Start of Dataset records

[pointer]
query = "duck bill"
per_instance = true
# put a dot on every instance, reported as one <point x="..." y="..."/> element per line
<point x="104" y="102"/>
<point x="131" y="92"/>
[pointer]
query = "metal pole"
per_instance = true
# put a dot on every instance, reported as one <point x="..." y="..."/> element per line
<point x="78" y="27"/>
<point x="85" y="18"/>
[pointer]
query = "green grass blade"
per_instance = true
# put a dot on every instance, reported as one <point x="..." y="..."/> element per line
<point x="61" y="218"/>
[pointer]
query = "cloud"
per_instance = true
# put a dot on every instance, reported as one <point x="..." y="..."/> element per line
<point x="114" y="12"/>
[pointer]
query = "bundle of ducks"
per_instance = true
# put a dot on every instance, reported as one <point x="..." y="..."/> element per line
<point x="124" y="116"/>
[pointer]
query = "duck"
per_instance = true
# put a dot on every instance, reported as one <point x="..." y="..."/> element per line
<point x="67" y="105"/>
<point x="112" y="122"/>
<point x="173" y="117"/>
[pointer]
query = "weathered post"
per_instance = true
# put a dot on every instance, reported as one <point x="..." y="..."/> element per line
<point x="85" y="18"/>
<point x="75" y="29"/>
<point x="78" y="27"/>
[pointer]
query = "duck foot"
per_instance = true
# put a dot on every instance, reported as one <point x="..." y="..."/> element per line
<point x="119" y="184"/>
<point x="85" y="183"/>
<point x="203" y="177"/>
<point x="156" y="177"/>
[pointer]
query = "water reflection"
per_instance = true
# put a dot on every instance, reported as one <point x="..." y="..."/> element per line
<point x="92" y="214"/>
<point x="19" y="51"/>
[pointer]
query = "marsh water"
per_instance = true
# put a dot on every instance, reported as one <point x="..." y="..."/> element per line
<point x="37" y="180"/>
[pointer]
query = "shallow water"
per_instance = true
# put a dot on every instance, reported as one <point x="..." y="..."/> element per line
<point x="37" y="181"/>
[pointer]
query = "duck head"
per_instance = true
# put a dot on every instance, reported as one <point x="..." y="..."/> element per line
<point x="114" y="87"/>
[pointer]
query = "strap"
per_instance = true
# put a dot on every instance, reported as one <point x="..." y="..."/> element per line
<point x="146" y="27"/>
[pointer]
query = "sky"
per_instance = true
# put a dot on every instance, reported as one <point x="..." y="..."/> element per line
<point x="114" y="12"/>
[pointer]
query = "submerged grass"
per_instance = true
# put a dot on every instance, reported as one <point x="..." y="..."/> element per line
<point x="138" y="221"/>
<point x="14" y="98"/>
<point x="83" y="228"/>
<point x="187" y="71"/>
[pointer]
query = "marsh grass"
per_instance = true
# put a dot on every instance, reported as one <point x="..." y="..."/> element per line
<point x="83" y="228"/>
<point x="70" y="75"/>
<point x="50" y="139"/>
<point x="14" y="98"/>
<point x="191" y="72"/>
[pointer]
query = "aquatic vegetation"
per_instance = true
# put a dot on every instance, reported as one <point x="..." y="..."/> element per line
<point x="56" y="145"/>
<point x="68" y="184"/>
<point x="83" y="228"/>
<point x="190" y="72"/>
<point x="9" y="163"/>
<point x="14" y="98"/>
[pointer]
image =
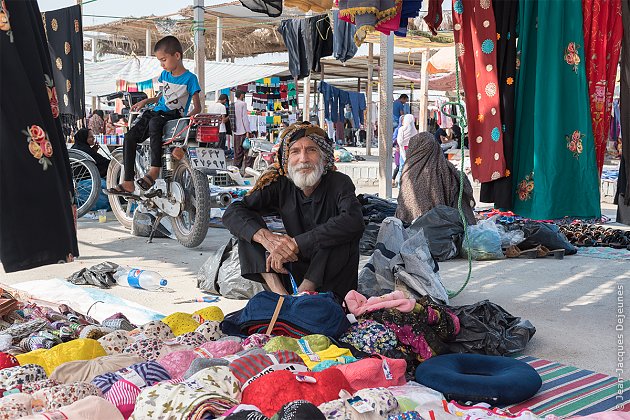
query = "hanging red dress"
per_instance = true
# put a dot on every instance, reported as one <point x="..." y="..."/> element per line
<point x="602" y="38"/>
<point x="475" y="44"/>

End of Dataset records

What to work on - Each entry should be copied exactly as written, though any pictures stay out.

The answer -
[pointer]
query = "duck bill"
per_instance = true
# put a dot on every instance, reported as one <point x="..." y="..."/> element per line
<point x="104" y="102"/>
<point x="131" y="92"/>
[pointer]
query = "metal pole"
per_instance = true
# put a dot on every instance, reported as one <point x="..." y="..."/> element per line
<point x="78" y="27"/>
<point x="85" y="18"/>
[pointer]
query = "green grass blade"
per_instance = true
# put a dot on every instance, reported as one <point x="..." y="..."/> element per line
<point x="61" y="218"/>
[pointer]
query = "cloud"
per_instance = true
# put a dot on every instance, reported as one <point x="..." y="..."/> element per line
<point x="114" y="12"/>
[pointer]
query = "bundle of ducks"
per_instance = true
# put a dot on every instance, reported as one <point x="..." y="..."/> element per line
<point x="124" y="116"/>
[pointer]
query = "duck"
per_instance = true
# put a dot on every instance, reported as one <point x="..." y="..."/> element per line
<point x="67" y="105"/>
<point x="112" y="122"/>
<point x="173" y="117"/>
[pointer]
query = "weathered post"
per_instance = true
# put a dot on every instance, reported as one <point x="..." y="..."/> element per line
<point x="85" y="18"/>
<point x="75" y="29"/>
<point x="78" y="27"/>
[pointer]
query = "duck foot"
per_instance = true
# put a dot on every instance, reported as one <point x="..." y="..."/> element per line
<point x="119" y="184"/>
<point x="85" y="183"/>
<point x="203" y="177"/>
<point x="156" y="177"/>
[pointer]
query = "water reflection"
per_instance = true
# put a dot on every instance, reported as one <point x="..." y="..."/> element per line
<point x="92" y="214"/>
<point x="19" y="51"/>
[pointer]
query = "marsh water"
per_instance = true
# put a dot on every instance, reported as one <point x="..." y="..."/> element per line
<point x="37" y="180"/>
[pointer]
query = "shallow water"
per_instance = true
# put a dot on every instance, reported as one <point x="..." y="..."/> element per line
<point x="37" y="181"/>
[pointer]
query = "duck head"
per_instance = true
# put a dot on every instance, reported as one <point x="..." y="..."/> element per line
<point x="114" y="87"/>
[pointer]
query = "strap"
per_instance = true
# put a dot on every instance, reported as one <point x="..." y="..."/> element per line
<point x="146" y="27"/>
[pointer]
query = "sky"
per_instance = true
# put a dot on every instance, reported as one <point x="..." y="..."/> element per line
<point x="114" y="12"/>
[pointer]
query = "submerged grass"
per_instance = true
# put a dot on every instance, reported as one <point x="..." y="..."/> element per line
<point x="138" y="221"/>
<point x="14" y="98"/>
<point x="83" y="228"/>
<point x="187" y="71"/>
[pointer]
query = "marsh grass"
per_instance = true
# put a dot on every instance, reported as one <point x="..." y="..."/> element per line
<point x="83" y="228"/>
<point x="70" y="75"/>
<point x="50" y="139"/>
<point x="14" y="98"/>
<point x="191" y="72"/>
[pointer]
query = "aquatic vegetation"
per_instance = true
# put a dot on every instance, reported as one <point x="..." y="..."/> element per line
<point x="56" y="145"/>
<point x="68" y="184"/>
<point x="83" y="228"/>
<point x="190" y="72"/>
<point x="9" y="163"/>
<point x="14" y="98"/>
[pointer]
image =
query = "hanging red dress"
per_instance = true
# put a dot on every instance, reported as one <point x="..." y="..."/> element per line
<point x="602" y="38"/>
<point x="475" y="44"/>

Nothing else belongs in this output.